SELECTED PASSAGE ▸
___

UNITED STATES NUCLEAR TARGETING REVIEW
MAXIMISING DECISIONMAKING TIME
ATTN
TOM DONILON
JON WOLFSTHAL
NUCLEAR TARGETING REVIEW TEAM
When President Obama came into office and for some time afterward, like President Bush before him, his manifesto included a commitment to :
"...Work with Russia to Increase Warning and Decision Time: Keeping nuclear weapons ready to launch on a moment's notice is a dangerous relic of the Cold War. Barack Obama believes that we must address this dangerous situation. As President, Barack Obama will aim to work with Russia to end such Cold War policies in a mutual and verifiable manner."
President Obama said during the campaign that
“Keeping nuclear weapons ready to launch on a moment’s notice is a dangerous relic of the Cold War. Such policies increase the risk of catastrophic accidents or miscalculation,”
According to the recent NPR, these weapons continue to be maintained at high levels of operational readiness and are able to be launched at short notice.
The NPR notes that:
'The NPR examined possible adjustments to the current alert posture of U.S. strategic forces. Today, U.S. nuclear-capable heavy bombers are off full-time alert, nearly all ICBMs remain on alert, and a significant number of SSBNs are at sea at any given time. The NPR concluded that this posture should be maintained.'
In 2007, 2008, and 2010, resolutions were adopted by overwhelming majorities (157-3 in 2010) in the United Nations General Assembly [‘Decreasing the Operational Readiness of Nuclear Weapon Systems’ L42], urging a lowering of nuclear weapons operational readiness. The author was in part responsible for the lobbying that led to the sponsorship of ‘Operational Readiness’ by Switzerland, Malaysia, Chile, New Zealand and Nigeria.
The nuclear weapon systems referred to by the Op Readiness resolution were primarily those of the US and Russia, but the resolution also has potential application to India and Pakistan, who nonetheless support it. (India has its own resolution on operational readiness). In 2010, the vote for Operational Readiness increased by 10 governments including China, Canada, Poland and Slovenia.
A number of other resolutions including one that the US government itself votes for (sponsored by Australia and Japan [United Action Towards the Total Elimination of Nuclear Weapons L43 ]) also contain a call to lower the operational readiness of nuclear weapon systems.
It is in addition important to note the conclusions of the ICNND (International Commission on Nuclear Nonproliferation and Disarmament) set up by US allies Australia and Japan, on operating status of nuclear weapon systems.
The ICNND paid more attention to the issue of operational readiness than to practically any other strategic-stability-related issue, and seems to have very much taken on board arguments that Steve Starr and I presented to them. Those arguments clearly found an echo in senior policymakers (notably William Perry) who were part of the commission.
The ICNND says all that I would want to say myself on alert status, and says it in detail. It notes that:
"..... the U.S. and Russia each have over 2,000 weapons on dangerously high alert, ready to be launched immediately - within a decision window of just 4-8 minutes for each president - in the event of perceived attack. The command and control systems of the Cold War years were repeatedly strained by mistakes and false alarms. With more nuclear-armed states now, and more system vulnerabilities, the near miracle of no nuclear exchange cannot continue in perpetuity." [ICNND Section 2]
"-Force Deployment and Alert Status. Changes should be made as soon as possible to ensure that, while remaining demonstrably survivable to a disarming first strike, nuclear forces are not instantly usable. Stability should be maximised by deployments and launch alert status being transparent. [ICNND 7.12-15; 17.40-50]
-The decision-making fuse for the launch of any nuclear weapons must be lengthened, and weapons taken off launch-on-warning alert as soon as possible. [ICNND17.43]"

___

[Pointing records]
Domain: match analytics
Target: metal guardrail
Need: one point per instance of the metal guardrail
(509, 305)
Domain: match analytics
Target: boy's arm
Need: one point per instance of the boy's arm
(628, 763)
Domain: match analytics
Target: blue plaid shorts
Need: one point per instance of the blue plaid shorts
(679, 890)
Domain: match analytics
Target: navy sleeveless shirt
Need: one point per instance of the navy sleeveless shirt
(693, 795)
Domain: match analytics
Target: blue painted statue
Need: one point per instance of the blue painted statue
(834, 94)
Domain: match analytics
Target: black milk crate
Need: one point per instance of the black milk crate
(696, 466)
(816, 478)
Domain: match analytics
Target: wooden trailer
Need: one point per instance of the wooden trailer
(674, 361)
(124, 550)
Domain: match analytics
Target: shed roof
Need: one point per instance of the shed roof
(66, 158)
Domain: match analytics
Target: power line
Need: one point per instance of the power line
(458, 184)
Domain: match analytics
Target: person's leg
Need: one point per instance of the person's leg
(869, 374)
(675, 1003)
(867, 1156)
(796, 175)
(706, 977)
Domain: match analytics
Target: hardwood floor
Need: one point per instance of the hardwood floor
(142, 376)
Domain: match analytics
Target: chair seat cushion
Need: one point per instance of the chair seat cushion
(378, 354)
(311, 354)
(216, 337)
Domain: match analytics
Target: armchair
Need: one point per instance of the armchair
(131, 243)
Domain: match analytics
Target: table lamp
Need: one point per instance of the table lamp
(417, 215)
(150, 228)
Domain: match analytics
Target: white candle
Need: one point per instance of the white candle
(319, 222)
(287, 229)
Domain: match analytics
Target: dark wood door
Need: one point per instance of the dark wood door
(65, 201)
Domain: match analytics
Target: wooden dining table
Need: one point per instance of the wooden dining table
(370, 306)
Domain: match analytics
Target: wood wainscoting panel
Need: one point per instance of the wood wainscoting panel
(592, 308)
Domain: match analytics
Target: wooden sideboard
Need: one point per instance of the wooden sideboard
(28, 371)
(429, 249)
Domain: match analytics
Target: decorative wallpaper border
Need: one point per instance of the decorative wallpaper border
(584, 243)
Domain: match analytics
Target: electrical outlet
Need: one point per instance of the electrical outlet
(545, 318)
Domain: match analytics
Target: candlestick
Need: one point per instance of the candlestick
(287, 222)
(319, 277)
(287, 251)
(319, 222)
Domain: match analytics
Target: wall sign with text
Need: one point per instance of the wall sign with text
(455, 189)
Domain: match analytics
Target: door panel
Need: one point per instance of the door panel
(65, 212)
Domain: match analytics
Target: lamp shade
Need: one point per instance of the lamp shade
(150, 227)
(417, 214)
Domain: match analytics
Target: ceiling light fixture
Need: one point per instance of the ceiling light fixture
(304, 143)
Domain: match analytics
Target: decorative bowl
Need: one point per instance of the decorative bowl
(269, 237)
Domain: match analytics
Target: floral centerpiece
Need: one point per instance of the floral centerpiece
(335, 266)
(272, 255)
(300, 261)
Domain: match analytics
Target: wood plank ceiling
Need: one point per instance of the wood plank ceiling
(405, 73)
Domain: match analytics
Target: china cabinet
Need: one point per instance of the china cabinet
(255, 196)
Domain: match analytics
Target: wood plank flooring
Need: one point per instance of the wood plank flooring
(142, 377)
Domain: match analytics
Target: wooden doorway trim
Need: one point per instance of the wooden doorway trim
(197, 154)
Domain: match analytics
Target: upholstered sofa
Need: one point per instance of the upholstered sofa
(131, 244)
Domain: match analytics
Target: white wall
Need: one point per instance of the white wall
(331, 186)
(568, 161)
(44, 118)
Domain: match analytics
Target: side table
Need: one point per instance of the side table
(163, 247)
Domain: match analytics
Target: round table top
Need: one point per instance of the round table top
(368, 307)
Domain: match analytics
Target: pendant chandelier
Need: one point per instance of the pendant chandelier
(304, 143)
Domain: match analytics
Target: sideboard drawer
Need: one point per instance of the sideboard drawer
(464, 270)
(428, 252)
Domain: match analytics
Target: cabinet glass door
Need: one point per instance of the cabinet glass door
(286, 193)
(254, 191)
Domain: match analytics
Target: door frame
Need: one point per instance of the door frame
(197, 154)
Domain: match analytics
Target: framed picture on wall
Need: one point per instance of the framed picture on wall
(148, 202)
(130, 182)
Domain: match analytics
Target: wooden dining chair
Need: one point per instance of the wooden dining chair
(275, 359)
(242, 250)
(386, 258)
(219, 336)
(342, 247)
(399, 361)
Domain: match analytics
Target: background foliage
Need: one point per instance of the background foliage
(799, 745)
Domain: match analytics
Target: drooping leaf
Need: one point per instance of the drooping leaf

___

WHAT TO WORK ON ▸
(A) Using the nuclear targeting memo, decide whether each statement agrees with it: (i) the 2010 United Nations resolution on operational readiness passed 157-3; (ii) the NPR concluded that U.S. nuclear-capable heavy bombers should be put back on full-time alert; (iii) India has its own resolution on operational readiness. Answer yes or no for each and quote the words of the memo that decide it.
(B) Print the nuclear targeting memo from "President Obama said" to "at short notice.".
(C) Carry on the nuclear targeting memo from the point where it stops.

ANSWERS TO EACH TASK ▸
(A)
(i) Yes: "157-3 in 2010"
(ii) No: "Today, U.S. nuclear-capable heavy bombers are off full-time alert, nearly all ICBMs remain on alert, and a significant number of SSBNs are at sea at any given time. The NPR concluded that this posture should be maintained."
(iii) Yes: "India has its own resolution on operational readiness"

(B)
President Obama said during the campaign that
“Keeping nuclear weapons ready to launch on a moment’s notice is a dangerous relic of the Cold War. Such policies increase the risk of catastrophic accidents or miscalculation,”
According to the recent NPR, these weapons continue to be maintained at high levels of operational readiness and are able to be launched at short notice.

(C)
The ICNND continues:
"most extraordinarily of all, over 2000 of the US and Russian weapons remain on dangerously high alert, ready to be launched on warning in the event of a perceived attack, within a decision window for each country’s President, of four to eight minutes. We know that there were many occasions when the very sophisticated command and control systems of the cold war years were strained by mistakes and false alarms. We know how destructive cyber attacks on defence systems could be with today’s sophisticated technology- and can guess how much more so such attacks might be in the future. It is hard to believe that the luck of the cold war - the near miracle of no nuclear exchange - can continue in perpetuity.'[ICNND 1.4 p3]
and still more seriously and in detail:
'2.39 - Strategists and operation planners usually make a distinction between short-notice alert and launch-on-warning (LOW) or Launch under attack (LUA) policy, (also popularly if inaccurately described as 'hair-trigger-alert'.) The former relates to all combat-ready weapons, that MAY be launched quickly (in a few minutes) after receiving the order, primarily ICBM, and SLBMs at sea.[as per the NPR - JH]
The latter is associated with weapons that MUST be launched quickly upon receiving information about an opponent’s attack in order to avoid destruction on the ground. With ICBM flight time being about 30 minutes and SLBM fifteen to twenty minutes, LOW provides political leaders with decision - making time of only four to eight minutes (after deducting time for missile attack detection and confirmation, and the time for the response launch sequence and fly-away.) And this time would be available only if the leaders are safe and ready, and everything works perfectly according to planned procedures. Russian strategic doctrine relies on LOW; the US, while not relying on it, maintains the policy. It places a premium on the quality of warning systems, which have not always been reliable in the past. Former defence secretary William Perry, a member of this commission, directly recalls three major such experiences, one of them involving NORAD computers indicating that 200 ICBMs were on their way from the USSR to the US. The prospect that a catastrophic nuclear exchange could be triggered by a false alarm is fearful and not fanciful. (emphasis mine-JH)
It beggars belief, that these grave (and detailed and lengthy) warnings by the ICNND are dismissed by some lobbyists as 'not credible'. Those who dismiss these ICNND warnings damage not the credibility of the ICNND, but their own credibility.
At the same time, the length and detail of ICNND’s analysis of the issue of operational readiness indicates just how seriously it really does take this issue – also the reason I have quoted them in such detail. It is important for the purposes of the review you are conducting to note the connections that the ICNND makes with decision-making time.
Others who have commented at considerable length on operational readiness and decision-making time, framing their statements much more in terms of decision-making time are Schultz, Perry, Kissinger and Nunn.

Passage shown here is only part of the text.